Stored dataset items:
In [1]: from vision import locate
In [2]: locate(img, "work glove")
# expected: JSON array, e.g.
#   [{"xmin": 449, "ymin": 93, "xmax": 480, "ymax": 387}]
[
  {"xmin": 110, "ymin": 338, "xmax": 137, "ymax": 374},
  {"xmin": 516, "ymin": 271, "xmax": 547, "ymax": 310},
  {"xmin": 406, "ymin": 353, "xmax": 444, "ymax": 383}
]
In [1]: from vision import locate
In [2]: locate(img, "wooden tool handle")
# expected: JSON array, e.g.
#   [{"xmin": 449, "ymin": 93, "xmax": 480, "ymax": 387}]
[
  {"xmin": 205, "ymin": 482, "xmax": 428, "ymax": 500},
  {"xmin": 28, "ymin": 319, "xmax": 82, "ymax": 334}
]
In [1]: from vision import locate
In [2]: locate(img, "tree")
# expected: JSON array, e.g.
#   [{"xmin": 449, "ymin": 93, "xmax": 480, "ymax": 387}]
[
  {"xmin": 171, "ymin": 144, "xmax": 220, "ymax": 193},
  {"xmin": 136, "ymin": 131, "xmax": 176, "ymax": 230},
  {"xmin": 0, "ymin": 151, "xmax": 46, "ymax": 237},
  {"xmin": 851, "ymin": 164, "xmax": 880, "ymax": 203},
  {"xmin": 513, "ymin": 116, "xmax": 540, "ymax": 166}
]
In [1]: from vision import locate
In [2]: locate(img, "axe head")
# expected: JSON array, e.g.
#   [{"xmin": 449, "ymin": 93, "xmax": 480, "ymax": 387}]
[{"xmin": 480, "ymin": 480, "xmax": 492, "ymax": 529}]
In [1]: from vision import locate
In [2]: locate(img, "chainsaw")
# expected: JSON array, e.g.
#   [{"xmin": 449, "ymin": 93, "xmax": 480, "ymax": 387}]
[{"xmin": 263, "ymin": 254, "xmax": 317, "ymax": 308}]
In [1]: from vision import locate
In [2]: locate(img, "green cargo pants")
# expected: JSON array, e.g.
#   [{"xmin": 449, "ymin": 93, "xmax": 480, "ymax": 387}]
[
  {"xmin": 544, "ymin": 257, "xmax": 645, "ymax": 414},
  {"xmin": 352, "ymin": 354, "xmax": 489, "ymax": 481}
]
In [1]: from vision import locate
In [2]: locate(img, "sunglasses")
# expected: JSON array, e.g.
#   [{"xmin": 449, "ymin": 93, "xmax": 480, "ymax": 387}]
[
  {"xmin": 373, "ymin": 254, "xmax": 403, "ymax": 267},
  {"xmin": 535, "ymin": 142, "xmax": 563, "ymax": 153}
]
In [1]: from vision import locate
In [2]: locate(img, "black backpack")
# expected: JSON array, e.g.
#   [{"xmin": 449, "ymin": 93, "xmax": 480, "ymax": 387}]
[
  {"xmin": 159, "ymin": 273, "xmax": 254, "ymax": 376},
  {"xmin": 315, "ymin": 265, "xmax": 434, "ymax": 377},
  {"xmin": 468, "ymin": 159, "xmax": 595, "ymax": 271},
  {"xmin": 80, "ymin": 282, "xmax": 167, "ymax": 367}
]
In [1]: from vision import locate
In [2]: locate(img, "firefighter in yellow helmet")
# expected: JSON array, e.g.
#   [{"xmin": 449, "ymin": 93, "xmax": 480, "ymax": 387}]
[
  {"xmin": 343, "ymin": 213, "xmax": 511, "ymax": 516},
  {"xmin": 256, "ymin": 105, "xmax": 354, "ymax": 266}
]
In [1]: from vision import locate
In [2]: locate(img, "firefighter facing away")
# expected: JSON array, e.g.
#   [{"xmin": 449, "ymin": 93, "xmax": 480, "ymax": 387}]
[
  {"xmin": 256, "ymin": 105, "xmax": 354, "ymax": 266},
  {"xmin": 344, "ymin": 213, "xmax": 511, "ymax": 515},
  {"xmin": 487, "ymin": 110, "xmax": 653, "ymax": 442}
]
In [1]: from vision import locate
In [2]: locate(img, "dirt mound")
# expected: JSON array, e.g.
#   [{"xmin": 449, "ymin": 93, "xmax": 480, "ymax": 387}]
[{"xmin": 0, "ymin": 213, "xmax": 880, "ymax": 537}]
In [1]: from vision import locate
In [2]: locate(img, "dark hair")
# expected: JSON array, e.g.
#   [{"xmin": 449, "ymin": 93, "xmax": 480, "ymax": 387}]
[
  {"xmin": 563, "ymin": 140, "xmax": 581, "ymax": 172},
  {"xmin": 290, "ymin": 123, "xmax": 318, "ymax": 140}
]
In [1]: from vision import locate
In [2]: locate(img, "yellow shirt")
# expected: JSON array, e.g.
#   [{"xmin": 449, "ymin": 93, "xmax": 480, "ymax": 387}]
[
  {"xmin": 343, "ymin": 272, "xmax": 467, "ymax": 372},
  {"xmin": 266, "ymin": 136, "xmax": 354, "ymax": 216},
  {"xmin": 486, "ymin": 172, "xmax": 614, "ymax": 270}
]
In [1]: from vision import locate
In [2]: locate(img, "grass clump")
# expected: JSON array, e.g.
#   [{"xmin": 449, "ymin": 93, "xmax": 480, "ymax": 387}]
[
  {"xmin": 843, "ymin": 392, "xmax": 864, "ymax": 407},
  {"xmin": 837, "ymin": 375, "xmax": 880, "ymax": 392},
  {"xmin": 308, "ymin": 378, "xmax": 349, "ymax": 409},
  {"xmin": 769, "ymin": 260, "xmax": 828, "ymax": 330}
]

**Your task:**
Tally the lines in the entries above that contain the word "firefighter", with case counting, and reply with only the number.

**Answer to the exercise:**
2